[Location identification items]
--------------------
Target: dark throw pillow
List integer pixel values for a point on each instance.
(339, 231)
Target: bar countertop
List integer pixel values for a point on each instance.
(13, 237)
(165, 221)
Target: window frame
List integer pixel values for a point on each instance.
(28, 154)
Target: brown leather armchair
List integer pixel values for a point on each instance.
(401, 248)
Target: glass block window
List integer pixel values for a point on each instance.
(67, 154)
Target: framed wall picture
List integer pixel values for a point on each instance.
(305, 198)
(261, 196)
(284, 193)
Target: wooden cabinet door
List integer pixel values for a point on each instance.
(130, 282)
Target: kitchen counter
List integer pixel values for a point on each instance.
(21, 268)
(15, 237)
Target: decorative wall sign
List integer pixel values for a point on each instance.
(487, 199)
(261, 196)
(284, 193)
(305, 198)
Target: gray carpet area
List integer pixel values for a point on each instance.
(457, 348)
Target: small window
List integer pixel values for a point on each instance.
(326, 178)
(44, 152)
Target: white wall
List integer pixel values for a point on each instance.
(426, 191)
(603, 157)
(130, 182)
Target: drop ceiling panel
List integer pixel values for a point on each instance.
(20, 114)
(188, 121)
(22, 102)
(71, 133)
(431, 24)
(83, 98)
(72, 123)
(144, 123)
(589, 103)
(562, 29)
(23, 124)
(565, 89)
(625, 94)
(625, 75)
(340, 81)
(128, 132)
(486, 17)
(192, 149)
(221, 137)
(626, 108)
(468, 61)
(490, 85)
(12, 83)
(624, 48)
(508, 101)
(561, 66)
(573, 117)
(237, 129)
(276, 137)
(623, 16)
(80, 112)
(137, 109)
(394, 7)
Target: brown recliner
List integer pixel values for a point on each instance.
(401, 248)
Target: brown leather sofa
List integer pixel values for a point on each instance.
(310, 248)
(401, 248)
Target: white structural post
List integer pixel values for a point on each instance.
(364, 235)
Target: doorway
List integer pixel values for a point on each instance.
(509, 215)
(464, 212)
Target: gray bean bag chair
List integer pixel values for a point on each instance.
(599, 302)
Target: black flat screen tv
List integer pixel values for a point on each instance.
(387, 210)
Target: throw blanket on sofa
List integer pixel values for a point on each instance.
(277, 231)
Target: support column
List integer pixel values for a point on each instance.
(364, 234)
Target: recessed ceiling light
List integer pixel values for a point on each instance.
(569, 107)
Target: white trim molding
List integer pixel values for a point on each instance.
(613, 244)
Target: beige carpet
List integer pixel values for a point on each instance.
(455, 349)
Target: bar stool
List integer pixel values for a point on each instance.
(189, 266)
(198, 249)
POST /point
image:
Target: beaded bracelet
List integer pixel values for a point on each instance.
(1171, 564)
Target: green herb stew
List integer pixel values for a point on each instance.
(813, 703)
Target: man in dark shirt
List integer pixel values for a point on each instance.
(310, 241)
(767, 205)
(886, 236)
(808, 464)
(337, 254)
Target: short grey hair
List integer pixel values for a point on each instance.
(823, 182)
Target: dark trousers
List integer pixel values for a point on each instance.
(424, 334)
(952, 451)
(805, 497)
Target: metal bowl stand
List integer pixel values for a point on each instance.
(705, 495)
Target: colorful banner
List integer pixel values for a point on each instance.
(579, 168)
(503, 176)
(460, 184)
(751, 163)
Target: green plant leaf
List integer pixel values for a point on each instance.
--------------------
THE REQUEST
Rewrite the stretch of the listing from the line containing "Target: support column" through the end of the listing, swapping "beige" for "tan" and leaving everything else unchanged.

TASK ANSWER
Target: support column
List integer pixel values for a point on each instance.
(364, 234)
Target: recessed ceiling light
List integer pixel values for a point on each instance.
(569, 107)
Target: white trim molding
List integer pixel values for a point on each instance.
(613, 244)
Target: tan carpet
List integer pixel values for a point on each instance.
(455, 349)
Target: bar stool
List integer pixel values for a point on each instance.
(189, 266)
(198, 249)
POST /point
image:
Target: beaded bracelet
List integer pixel values for a point on each instance.
(1171, 564)
Target: green herb stew
List integer pixel values for a point on each instance.
(813, 703)
Target: man in dark shirt
List integer pixel values for a point on each instance.
(310, 241)
(767, 205)
(886, 236)
(808, 464)
(337, 254)
Target: short grey hair
List integer pixel values for a point on each instance.
(823, 182)
Target: dark trousers
List integer pixel values for a point on each instance.
(424, 334)
(952, 451)
(805, 497)
Target: metal bowl stand
List integer pixel values for a point on each instance.
(705, 495)
Target: colorful banner
List integer pixel values for a point on each instance.
(579, 168)
(503, 176)
(460, 184)
(751, 163)
Target: green plant leaf
List integer pixel values for a point on each instance.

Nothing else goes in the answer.